*** Begin section ***
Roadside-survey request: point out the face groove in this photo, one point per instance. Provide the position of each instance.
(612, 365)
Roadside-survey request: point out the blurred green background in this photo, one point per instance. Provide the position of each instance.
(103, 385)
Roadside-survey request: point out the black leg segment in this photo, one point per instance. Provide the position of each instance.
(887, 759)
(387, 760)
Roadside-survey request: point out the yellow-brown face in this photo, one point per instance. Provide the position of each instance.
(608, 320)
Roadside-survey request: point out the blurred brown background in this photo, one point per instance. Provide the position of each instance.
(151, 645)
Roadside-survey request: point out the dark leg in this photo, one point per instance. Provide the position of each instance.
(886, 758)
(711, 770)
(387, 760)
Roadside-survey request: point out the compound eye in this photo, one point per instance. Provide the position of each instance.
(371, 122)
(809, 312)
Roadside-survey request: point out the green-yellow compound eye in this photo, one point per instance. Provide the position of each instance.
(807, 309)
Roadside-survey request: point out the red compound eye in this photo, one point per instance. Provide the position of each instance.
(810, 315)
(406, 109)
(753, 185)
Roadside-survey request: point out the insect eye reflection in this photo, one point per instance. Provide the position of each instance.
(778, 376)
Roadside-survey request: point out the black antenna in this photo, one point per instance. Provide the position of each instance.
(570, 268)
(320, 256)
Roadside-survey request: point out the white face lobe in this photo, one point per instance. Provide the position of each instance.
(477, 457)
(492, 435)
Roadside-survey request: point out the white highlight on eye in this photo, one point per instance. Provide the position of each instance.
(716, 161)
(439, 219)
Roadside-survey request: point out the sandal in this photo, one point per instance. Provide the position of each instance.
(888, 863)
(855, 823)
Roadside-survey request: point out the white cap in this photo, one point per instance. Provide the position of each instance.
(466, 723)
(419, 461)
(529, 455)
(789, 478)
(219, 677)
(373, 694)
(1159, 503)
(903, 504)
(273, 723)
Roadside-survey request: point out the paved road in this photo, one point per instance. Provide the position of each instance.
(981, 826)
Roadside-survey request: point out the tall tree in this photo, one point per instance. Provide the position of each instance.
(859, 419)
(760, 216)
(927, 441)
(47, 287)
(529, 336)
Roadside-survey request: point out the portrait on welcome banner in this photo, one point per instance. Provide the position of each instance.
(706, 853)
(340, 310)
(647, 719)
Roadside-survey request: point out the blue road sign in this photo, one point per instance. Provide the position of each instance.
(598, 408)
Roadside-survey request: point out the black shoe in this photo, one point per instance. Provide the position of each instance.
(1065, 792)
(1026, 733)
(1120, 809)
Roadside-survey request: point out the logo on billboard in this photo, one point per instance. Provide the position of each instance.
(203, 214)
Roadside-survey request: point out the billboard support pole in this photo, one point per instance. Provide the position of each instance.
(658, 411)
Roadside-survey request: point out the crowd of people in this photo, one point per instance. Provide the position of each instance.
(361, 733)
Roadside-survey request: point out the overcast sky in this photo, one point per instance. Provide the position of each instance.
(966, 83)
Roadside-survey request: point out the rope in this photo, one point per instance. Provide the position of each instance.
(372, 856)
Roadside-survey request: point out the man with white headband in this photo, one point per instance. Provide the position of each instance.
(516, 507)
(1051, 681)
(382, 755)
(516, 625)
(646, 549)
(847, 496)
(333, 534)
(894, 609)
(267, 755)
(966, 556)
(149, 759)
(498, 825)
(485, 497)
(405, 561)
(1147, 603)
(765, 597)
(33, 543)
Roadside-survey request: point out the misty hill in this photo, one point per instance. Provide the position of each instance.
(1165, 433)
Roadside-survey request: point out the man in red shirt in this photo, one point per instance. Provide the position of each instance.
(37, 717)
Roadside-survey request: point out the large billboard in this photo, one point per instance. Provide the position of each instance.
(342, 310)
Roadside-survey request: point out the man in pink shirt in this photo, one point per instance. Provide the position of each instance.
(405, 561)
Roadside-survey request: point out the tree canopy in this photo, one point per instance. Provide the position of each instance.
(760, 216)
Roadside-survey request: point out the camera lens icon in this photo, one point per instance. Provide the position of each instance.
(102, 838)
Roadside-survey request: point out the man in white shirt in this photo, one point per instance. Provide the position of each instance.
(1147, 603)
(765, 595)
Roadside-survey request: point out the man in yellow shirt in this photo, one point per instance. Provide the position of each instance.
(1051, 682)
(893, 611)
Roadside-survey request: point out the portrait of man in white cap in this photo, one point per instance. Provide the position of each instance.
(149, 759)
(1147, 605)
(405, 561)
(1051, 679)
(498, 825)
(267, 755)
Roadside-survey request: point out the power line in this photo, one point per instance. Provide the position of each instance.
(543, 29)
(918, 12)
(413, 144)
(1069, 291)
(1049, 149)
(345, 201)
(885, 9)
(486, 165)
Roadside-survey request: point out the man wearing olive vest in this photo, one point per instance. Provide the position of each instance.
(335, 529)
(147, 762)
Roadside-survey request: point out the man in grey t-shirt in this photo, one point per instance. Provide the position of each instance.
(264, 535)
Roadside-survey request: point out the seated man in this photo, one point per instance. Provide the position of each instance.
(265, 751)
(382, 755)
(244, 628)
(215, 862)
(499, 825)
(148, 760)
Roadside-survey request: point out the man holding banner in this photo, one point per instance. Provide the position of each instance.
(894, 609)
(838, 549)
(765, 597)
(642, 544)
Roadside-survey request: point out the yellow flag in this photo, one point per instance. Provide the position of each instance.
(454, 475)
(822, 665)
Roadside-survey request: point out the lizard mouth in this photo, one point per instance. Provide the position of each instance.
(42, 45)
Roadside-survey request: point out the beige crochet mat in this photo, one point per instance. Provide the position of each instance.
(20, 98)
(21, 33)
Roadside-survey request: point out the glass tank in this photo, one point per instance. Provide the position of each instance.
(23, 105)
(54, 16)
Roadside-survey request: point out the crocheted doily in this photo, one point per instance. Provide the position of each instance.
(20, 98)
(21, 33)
*** End section ***
## What the task asks
Return the material exactly as it stands.

## Response box
Roadside-survey request: point out the face groove in this photo, one point per instance. Provide the position of each instance.
(612, 365)
Roadside-survey request: point out the blurred green background in this photo, one point per instance. Provide the position of each instance.
(103, 385)
Roadside-survey request: point out the black leg segment in this photo, one point per instance. Provide the position of each instance.
(887, 759)
(387, 760)
Roadside-survey request: point out the yellow-brown face in this photo, one point per instance. Provide the position of each instance.
(608, 320)
Roadside-survey request: point out the blurred brown background in this photo, one point per instance. Provide the position of each instance.
(151, 645)
Roadside-survey request: point out the dark leg in this photo, one point per instance. Provide the position of each instance.
(886, 758)
(711, 770)
(387, 760)
Roadside-survey request: point out the compound eye in this photo, one point per instance. Provide the position of each instance.
(371, 122)
(809, 312)
Roadside-survey request: point out the green-yellow compound eye in this photo, one point per instance. Provide the position of each instance.
(807, 309)
Roadside-survey request: point out the red compound eye in this photo, one point per instance. Provide the position of each instance.
(810, 315)
(406, 109)
(753, 185)
Roadside-survey request: point out the insect eye reflection in this photo, one point per instance. Provide the position of each instance.
(778, 376)
Roadside-survey request: point out the black antenna in this photo, one point per instance. Provide the position of each instance.
(570, 268)
(320, 256)
Roadside-survey request: point out the white face lobe in this photo, one point per instance. Provide the position of each instance.
(477, 457)
(492, 435)
Roadside-survey request: point out the white highlight on eye in this photo, one point per instance. Provide the position of each instance.
(716, 161)
(439, 219)
Roadside-survey request: point out the sandal in this photo, one point per instance. Provide the position of each instance.
(888, 863)
(855, 823)
Roadside-survey request: point out the white cap in this photo, one point per instance. Provide the position of each instance.
(466, 723)
(419, 461)
(529, 455)
(789, 478)
(219, 677)
(373, 694)
(1159, 503)
(903, 504)
(273, 723)
Roadside-survey request: point out the paved road in this photo, one point per instance. Provide the position of each instance.
(981, 826)
Roadside-survey request: point out the tall tree in this photo, one point per instance. Provide the position of each instance.
(859, 419)
(760, 216)
(927, 441)
(47, 287)
(529, 336)
Roadside-survey request: point out the portrait on welcome banner in this photo, one point per instance. Provide the position of each instance.
(706, 853)
(340, 310)
(647, 719)
Roadside-survey request: point out the blue road sign in this photo, one point per instance. Provide the position of each instance.
(598, 408)
Roadside-survey request: point out the black shoe in this photo, one point per instance. Provide the position of each instance.
(1065, 792)
(1026, 733)
(1120, 809)
Roadside-survey request: point out the logo on billboard in this photo, one point per instance. Provide the position of each instance.
(203, 214)
Roadside-survey request: point out the billboard support pole in this photo, one point per instance. Provide the position of each instance.
(658, 411)
Roadside-survey request: point out the crowd of people in this photo, one point per instance. Provide the position of each instance.
(361, 733)
Roadside-survey request: point out the overcast sky in this photo, one point per instance. Provide the position of each instance.
(966, 83)
Roadside-survey request: point out the rope in this photo, one point per instance. Provide the position of each instance.
(372, 856)
Roadside-survey request: point out the man with white headband in this photo, one point per instance. Provide the position of each instance.
(516, 507)
(1051, 681)
(382, 755)
(516, 625)
(646, 549)
(847, 496)
(333, 534)
(894, 609)
(267, 755)
(966, 556)
(149, 759)
(498, 825)
(485, 497)
(405, 561)
(1147, 603)
(765, 597)
(33, 543)
Roadside-survey request: point out the misty hill in this photo, one point per instance. Provide the position of each instance.
(1165, 433)
Roadside-survey request: point out the man in red shirt in this photo, one point per instance. Provide the position of each instance.
(37, 717)
Roadside-survey request: point out the large billboard in this photo, one point per instance. Provide the position of each instance.
(342, 310)
Roadside-survey request: point out the man in pink shirt in this photo, one point per instance. Provide the position of each instance.
(405, 561)
Roadside-survey request: point out the tree canopy in this photo, one point per instance. Provide the position of each instance.
(760, 216)
Roadside-survey request: point out the camera lens icon in this photo, one point per instance. Provide the position of each instance.
(102, 838)
Roadside-survey request: point out the man in white shirt in this photo, one point per instance. Provide the position of each instance.
(1147, 603)
(765, 595)
Roadside-survey request: point out the man in yellow shirt in this photo, one point per instance. Provide the position of each instance.
(1051, 682)
(893, 611)
Roadside-survey request: point out the portrait of man in white cap in this photo, one point per instance. Provide the position of each instance.
(149, 759)
(1147, 605)
(405, 561)
(1051, 679)
(498, 825)
(267, 755)
Roadside-survey request: point out the power line in this photo, one point per instance. Provide the position of each instance.
(543, 29)
(918, 12)
(413, 144)
(1069, 291)
(1049, 149)
(345, 201)
(885, 9)
(486, 165)
Roadside-survey request: point out the man wearing olive vest in this photo, one point per instance. Provide the position of each instance.
(335, 529)
(147, 762)
Roadside-survey request: point out the man in grey t-shirt in this photo, one point per instance. Provide the position of each instance.
(264, 535)
Roadside-survey request: point out the seated man in this photo, one point per instance. Provide the position of each instance.
(265, 751)
(382, 755)
(244, 628)
(215, 862)
(499, 825)
(148, 760)
Roadside-survey request: point out the man holding banner in this photo, one point per instance. Provide the position of each instance.
(894, 609)
(838, 549)
(765, 597)
(642, 544)
Roadside-survey request: point out the yellow flag in this photo, one point per instance. Provide the position of each instance.
(454, 475)
(822, 665)
Roadside-survey request: point out the lizard mouth in this photo, one point per instance. Provide the position of each instance.
(42, 45)
Roadside-survey request: point out the beige crochet mat in this photo, one point per instance. Provide the position of each instance.
(20, 98)
(21, 33)
Roadside-survey request: point out the glass tank in this photo, one point per instance. Provide the position of each instance.
(23, 105)
(54, 16)
Roadside-survey request: point out the crocheted doily in this photo, one point per instance. Provide the position of each instance.
(20, 98)
(21, 33)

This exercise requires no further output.